-- Outline entries for images --

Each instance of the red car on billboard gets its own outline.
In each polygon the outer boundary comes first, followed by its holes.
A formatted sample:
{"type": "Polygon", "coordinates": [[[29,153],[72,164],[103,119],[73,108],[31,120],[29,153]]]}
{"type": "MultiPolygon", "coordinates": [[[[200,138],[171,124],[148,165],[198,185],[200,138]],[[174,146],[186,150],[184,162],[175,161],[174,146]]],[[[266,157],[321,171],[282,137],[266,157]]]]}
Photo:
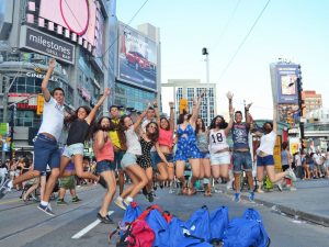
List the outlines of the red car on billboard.
{"type": "Polygon", "coordinates": [[[129,66],[133,66],[136,70],[150,71],[150,63],[138,52],[127,52],[126,59],[129,66]]]}

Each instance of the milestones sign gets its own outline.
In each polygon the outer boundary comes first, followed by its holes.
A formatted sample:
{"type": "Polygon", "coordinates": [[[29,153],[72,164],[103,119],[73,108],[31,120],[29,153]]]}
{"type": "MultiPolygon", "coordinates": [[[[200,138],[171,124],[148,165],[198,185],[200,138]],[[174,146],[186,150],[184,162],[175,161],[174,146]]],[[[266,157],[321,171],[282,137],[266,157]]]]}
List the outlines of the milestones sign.
{"type": "Polygon", "coordinates": [[[75,46],[54,36],[31,29],[21,27],[22,48],[32,49],[65,63],[75,64],[75,46]]]}

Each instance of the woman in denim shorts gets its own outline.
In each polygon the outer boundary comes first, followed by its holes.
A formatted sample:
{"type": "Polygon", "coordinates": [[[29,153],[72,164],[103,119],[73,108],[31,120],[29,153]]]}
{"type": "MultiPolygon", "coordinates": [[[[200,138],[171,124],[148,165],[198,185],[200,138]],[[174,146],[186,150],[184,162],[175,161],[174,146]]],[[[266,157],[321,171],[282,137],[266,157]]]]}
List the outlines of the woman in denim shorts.
{"type": "Polygon", "coordinates": [[[95,126],[93,141],[93,150],[98,161],[97,172],[102,176],[107,187],[103,203],[98,213],[98,218],[105,224],[113,223],[107,211],[116,190],[115,167],[112,162],[114,160],[114,149],[109,138],[110,124],[111,120],[107,116],[101,117],[95,126]]]}
{"type": "Polygon", "coordinates": [[[201,151],[201,159],[200,159],[200,178],[203,178],[204,184],[204,195],[211,197],[212,195],[212,187],[209,183],[209,178],[212,177],[212,168],[211,168],[211,154],[209,154],[209,138],[208,138],[208,131],[205,127],[204,121],[201,117],[196,120],[196,146],[201,151]]]}
{"type": "MultiPolygon", "coordinates": [[[[159,182],[169,181],[172,186],[174,178],[174,166],[173,166],[173,131],[174,131],[174,103],[169,102],[170,106],[170,119],[160,117],[158,108],[156,109],[156,116],[159,125],[159,137],[158,145],[161,153],[166,156],[166,161],[156,153],[155,164],[157,165],[157,180],[159,182]]],[[[172,190],[171,190],[172,192],[172,190]]]]}
{"type": "MultiPolygon", "coordinates": [[[[274,145],[276,139],[276,130],[277,130],[276,121],[277,121],[276,106],[274,106],[273,123],[265,122],[263,124],[264,133],[259,133],[259,132],[256,133],[257,136],[261,137],[260,146],[257,149],[257,178],[259,184],[262,184],[264,170],[265,170],[270,181],[277,182],[276,186],[279,187],[280,190],[282,190],[281,183],[283,181],[283,178],[287,177],[293,181],[296,181],[296,176],[291,168],[280,173],[275,173],[274,171],[273,151],[274,151],[274,145]]],[[[262,191],[258,190],[258,192],[262,192],[262,191]]]]}
{"type": "Polygon", "coordinates": [[[133,202],[133,199],[148,183],[145,170],[137,165],[137,158],[141,156],[141,146],[136,131],[140,127],[140,123],[149,108],[150,104],[148,104],[146,111],[137,117],[135,123],[133,123],[129,115],[122,116],[120,121],[125,130],[124,132],[127,146],[127,150],[121,160],[121,166],[133,181],[133,184],[125,189],[114,201],[114,203],[123,210],[126,210],[128,204],[133,202]]]}
{"type": "Polygon", "coordinates": [[[102,177],[97,177],[90,171],[83,171],[83,143],[89,138],[90,125],[92,124],[99,108],[103,104],[109,94],[110,89],[107,88],[102,98],[91,111],[88,106],[80,106],[76,110],[75,114],[72,114],[67,120],[67,122],[69,123],[69,131],[67,137],[67,146],[60,159],[59,177],[77,175],[79,178],[99,181],[101,186],[106,188],[106,182],[102,177]],[[72,161],[75,162],[76,171],[65,170],[70,159],[72,159],[72,161]]]}

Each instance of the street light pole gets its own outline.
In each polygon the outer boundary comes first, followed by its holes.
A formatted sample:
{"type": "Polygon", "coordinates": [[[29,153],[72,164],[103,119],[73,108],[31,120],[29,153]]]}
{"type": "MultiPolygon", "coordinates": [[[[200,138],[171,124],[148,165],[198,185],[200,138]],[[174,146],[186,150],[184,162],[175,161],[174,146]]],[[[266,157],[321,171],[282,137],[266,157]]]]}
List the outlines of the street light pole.
{"type": "Polygon", "coordinates": [[[304,153],[304,146],[303,146],[303,141],[305,138],[305,133],[304,133],[304,120],[302,120],[303,117],[303,99],[302,99],[302,78],[298,76],[297,77],[297,91],[298,91],[298,108],[299,108],[299,131],[300,131],[300,150],[302,154],[304,153]]]}
{"type": "Polygon", "coordinates": [[[207,92],[206,96],[207,98],[207,125],[211,123],[211,102],[209,102],[209,96],[211,96],[211,79],[209,79],[209,53],[208,49],[206,47],[202,48],[202,55],[205,55],[205,63],[206,63],[206,85],[207,85],[207,92]]]}

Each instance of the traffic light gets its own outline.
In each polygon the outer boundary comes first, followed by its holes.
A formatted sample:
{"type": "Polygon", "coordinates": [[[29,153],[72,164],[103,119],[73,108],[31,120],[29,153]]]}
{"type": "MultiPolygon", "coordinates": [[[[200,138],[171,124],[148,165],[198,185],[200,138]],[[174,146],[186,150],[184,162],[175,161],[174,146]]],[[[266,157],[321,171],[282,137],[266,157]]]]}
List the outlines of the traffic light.
{"type": "Polygon", "coordinates": [[[293,123],[294,123],[294,119],[293,119],[292,116],[287,116],[287,117],[286,117],[286,122],[287,122],[288,124],[293,124],[293,123]]]}
{"type": "Polygon", "coordinates": [[[180,114],[182,114],[184,110],[185,112],[189,112],[188,108],[189,108],[188,99],[180,99],[180,114]]]}
{"type": "Polygon", "coordinates": [[[302,139],[303,148],[307,148],[307,139],[302,139]]]}
{"type": "Polygon", "coordinates": [[[37,94],[37,98],[36,98],[36,114],[37,115],[43,114],[44,103],[45,103],[45,99],[44,99],[43,94],[37,94]]]}

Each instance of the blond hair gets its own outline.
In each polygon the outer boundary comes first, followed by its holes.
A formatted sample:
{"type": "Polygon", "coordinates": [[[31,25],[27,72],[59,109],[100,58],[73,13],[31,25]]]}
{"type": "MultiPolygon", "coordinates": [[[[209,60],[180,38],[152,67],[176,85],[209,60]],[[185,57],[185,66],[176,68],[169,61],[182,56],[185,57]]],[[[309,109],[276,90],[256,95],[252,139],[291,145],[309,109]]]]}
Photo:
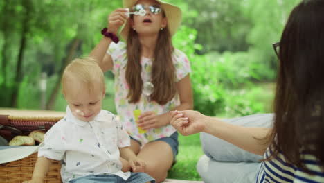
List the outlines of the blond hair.
{"type": "Polygon", "coordinates": [[[91,58],[76,58],[64,69],[62,77],[62,90],[67,92],[71,82],[78,81],[93,92],[99,84],[101,89],[105,89],[105,78],[102,70],[95,60],[91,58]]]}

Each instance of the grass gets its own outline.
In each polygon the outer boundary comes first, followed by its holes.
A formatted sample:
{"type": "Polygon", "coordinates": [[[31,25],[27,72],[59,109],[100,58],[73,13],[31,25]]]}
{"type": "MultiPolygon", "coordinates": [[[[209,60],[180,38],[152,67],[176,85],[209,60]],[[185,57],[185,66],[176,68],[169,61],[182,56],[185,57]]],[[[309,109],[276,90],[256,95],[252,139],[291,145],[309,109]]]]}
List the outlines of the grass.
{"type": "Polygon", "coordinates": [[[177,164],[169,171],[168,178],[201,180],[196,171],[199,157],[204,154],[200,144],[199,134],[179,135],[179,153],[177,164]]]}

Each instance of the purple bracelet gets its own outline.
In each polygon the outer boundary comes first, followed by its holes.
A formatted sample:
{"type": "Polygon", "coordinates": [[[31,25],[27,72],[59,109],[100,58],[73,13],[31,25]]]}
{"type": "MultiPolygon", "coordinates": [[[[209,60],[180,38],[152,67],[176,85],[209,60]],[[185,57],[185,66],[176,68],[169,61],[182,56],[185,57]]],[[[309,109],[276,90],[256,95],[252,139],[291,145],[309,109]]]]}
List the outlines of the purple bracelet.
{"type": "Polygon", "coordinates": [[[105,37],[109,37],[114,43],[118,43],[119,38],[117,35],[114,33],[107,32],[108,28],[107,27],[104,28],[101,30],[101,34],[105,35],[105,37]]]}

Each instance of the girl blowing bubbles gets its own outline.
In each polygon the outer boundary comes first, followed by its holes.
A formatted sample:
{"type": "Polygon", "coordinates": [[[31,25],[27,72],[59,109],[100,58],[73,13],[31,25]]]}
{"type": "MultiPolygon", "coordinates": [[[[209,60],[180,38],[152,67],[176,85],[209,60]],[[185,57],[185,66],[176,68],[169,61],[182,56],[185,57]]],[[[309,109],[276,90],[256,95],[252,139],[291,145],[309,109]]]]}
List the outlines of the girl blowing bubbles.
{"type": "MultiPolygon", "coordinates": [[[[181,11],[162,1],[123,2],[124,8],[109,15],[105,36],[89,56],[104,71],[114,73],[116,106],[131,148],[146,163],[145,172],[161,182],[178,152],[178,134],[168,112],[193,105],[190,63],[172,44],[181,11]],[[125,43],[116,35],[123,24],[120,35],[125,43]]],[[[123,165],[123,171],[131,168],[126,161],[123,165]]]]}

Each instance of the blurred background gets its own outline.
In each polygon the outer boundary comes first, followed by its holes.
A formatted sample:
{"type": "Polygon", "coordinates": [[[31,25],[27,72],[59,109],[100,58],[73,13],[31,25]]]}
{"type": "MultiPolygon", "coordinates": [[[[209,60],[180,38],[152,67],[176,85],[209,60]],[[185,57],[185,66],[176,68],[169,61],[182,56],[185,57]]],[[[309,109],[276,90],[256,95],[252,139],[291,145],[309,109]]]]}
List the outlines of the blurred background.
{"type": "MultiPolygon", "coordinates": [[[[165,0],[181,7],[175,47],[188,56],[195,110],[210,116],[271,112],[272,44],[298,0],[165,0]]],[[[65,111],[64,67],[87,57],[120,0],[0,1],[0,107],[65,111]]],[[[103,108],[116,112],[114,75],[103,108]]]]}

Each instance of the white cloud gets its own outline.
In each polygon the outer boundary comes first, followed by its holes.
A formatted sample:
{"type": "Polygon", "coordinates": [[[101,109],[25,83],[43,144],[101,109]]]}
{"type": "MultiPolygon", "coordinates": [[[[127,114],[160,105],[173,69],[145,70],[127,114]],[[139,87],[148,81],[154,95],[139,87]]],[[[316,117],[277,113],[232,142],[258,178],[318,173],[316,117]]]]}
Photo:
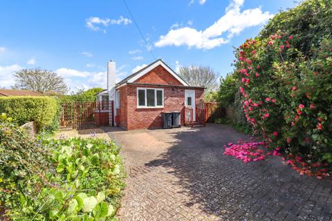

-- Your goal --
Filter the entries above, keeping each line that contains the string "denim". Case counts.

-- Full response --
Each instance of the woman in denim shorts gets its own outline.
List the outlines of the woman in denim shorts.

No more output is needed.